◆ **WORK REQUEST**:
The expected output is each line in the data below that includes the string "long".
[[ RECORDED INFORMATION, beginning ]]
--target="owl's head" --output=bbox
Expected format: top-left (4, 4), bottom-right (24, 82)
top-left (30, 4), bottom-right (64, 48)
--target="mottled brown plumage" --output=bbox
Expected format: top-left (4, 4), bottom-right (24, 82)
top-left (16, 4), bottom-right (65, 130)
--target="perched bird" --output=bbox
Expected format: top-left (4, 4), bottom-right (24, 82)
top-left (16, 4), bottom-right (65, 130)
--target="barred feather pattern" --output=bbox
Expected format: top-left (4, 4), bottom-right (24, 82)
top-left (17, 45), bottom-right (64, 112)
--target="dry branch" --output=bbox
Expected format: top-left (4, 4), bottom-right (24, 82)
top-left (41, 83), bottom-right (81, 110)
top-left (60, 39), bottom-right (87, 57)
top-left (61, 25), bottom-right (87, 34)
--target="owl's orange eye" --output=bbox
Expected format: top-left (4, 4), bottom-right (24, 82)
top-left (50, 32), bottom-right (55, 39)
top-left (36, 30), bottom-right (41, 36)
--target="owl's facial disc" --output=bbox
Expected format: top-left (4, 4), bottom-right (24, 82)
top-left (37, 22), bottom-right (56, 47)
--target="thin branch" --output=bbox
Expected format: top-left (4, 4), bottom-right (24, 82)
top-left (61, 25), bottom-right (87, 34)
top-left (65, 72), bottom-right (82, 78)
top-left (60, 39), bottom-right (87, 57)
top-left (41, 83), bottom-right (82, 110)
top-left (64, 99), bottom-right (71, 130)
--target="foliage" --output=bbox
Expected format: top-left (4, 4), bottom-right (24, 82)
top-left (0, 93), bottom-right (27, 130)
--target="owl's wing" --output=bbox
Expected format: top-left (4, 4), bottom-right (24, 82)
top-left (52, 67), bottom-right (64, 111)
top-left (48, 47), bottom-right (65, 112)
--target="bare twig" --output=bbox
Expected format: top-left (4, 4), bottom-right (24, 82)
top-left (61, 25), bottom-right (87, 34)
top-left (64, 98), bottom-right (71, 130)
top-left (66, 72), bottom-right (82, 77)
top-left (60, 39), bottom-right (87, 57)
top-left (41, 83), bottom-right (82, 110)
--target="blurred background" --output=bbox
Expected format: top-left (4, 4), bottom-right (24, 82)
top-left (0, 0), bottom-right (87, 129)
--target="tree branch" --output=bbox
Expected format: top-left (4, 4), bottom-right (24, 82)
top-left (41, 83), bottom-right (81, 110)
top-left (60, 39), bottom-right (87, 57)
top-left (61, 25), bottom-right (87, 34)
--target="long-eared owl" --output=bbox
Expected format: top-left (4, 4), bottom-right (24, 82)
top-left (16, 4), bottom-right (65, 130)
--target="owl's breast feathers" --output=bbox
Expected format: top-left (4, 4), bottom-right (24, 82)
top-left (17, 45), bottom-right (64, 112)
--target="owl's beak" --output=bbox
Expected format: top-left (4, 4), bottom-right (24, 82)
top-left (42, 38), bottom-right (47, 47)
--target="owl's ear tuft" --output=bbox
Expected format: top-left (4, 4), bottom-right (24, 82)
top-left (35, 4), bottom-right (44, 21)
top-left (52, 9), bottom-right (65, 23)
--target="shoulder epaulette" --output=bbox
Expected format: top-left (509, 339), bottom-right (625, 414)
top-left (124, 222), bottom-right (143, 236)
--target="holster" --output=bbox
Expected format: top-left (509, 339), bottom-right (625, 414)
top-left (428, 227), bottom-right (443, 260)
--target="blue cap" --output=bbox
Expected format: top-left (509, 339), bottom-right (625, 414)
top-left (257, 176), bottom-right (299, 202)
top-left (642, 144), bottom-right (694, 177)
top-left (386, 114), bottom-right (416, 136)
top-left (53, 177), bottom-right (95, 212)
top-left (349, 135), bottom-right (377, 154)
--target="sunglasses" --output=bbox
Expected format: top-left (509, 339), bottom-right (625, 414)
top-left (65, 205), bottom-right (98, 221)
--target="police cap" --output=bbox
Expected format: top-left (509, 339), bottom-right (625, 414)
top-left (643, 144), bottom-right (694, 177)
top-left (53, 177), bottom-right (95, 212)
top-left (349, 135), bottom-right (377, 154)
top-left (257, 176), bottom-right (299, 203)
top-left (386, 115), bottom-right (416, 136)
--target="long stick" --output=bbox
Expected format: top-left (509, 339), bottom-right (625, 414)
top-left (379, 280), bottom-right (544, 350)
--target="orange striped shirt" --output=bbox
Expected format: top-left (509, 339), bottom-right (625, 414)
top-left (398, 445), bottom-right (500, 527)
[[ RECORDED INFORMATION, end ]]
◆ **RESPONSE**:
--target="long-eared owl" --output=bbox
--target="long stick" --output=bbox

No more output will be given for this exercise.